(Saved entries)
┄┄┄┄┄┄

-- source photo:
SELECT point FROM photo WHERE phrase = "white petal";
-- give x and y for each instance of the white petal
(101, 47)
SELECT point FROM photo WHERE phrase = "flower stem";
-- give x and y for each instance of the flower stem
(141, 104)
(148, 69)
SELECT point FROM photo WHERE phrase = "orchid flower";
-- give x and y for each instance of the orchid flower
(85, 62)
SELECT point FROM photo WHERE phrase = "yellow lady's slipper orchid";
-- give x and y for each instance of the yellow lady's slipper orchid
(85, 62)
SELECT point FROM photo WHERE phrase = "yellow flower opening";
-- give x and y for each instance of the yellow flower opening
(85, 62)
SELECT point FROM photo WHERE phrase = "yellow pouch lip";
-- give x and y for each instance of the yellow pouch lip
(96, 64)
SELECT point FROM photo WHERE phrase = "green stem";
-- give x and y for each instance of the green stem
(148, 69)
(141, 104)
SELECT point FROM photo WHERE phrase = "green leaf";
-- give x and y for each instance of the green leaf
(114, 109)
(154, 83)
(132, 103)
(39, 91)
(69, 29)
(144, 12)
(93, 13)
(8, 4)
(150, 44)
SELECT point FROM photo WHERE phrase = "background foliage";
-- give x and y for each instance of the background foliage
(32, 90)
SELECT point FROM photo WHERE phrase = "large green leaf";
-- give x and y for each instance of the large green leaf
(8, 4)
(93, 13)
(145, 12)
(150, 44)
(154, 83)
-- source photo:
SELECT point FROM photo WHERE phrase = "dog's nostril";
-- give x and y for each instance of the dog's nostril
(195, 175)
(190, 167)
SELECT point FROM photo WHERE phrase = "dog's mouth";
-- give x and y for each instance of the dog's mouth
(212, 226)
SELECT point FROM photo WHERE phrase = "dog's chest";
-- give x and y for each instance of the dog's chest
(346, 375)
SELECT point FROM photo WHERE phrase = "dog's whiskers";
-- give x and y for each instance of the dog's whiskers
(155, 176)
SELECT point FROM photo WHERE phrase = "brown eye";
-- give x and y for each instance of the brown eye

┄┄┄┄┄┄

Repeat every record above. Each one must match exactly.

## [Reply to the exercise]
-- source photo:
SELECT point FROM photo WHERE phrase = "white petal";
-- give x and y for each instance of the white petal
(101, 47)
SELECT point FROM photo WHERE phrase = "flower stem";
-- give x and y for each instance of the flower stem
(141, 104)
(148, 69)
SELECT point FROM photo WHERE phrase = "orchid flower";
-- give x and y for each instance of the orchid flower
(85, 62)
SELECT point FROM photo WHERE phrase = "yellow lady's slipper orchid";
-- give x and y for each instance of the yellow lady's slipper orchid
(85, 62)
SELECT point FROM photo WHERE phrase = "yellow flower opening";
-- give x and y for each instance of the yellow flower opening
(85, 62)
SELECT point FROM photo WHERE phrase = "yellow pouch lip";
-- give x and y for each instance of the yellow pouch lip
(96, 64)
SELECT point FROM photo WHERE phrase = "green stem";
-- give x and y for each instance of the green stem
(148, 69)
(141, 104)
SELECT point FROM photo WHERE phrase = "green leaf";
-- give x and y for each instance of the green leaf
(114, 109)
(154, 83)
(132, 103)
(39, 91)
(69, 29)
(144, 12)
(93, 13)
(8, 4)
(150, 44)
SELECT point FROM photo WHERE phrase = "background foliage";
-- give x and y for each instance of the background foliage
(32, 90)
SELECT point FROM photo WHERE phrase = "large green leaf";
-- give x and y for each instance of the large green leaf
(8, 4)
(93, 13)
(145, 12)
(150, 44)
(154, 83)
-- source photo:
SELECT point FROM photo WHERE phrase = "dog's nostril";
-- give x and y for each instance of the dog's nostril
(195, 175)
(190, 167)
SELECT point FROM photo WHERE phrase = "dog's mouth";
-- give x and y for each instance of the dog's mouth
(212, 226)
SELECT point FROM photo WHERE phrase = "dog's chest";
-- give x and y for each instance of the dog's chest
(346, 375)
SELECT point FROM photo WHERE phrase = "dog's whiskers";
-- give x and y for each instance of the dog's whiskers
(155, 176)
SELECT point FROM photo WHERE phrase = "brown eye";
-- give x and y for each instance of the brown eye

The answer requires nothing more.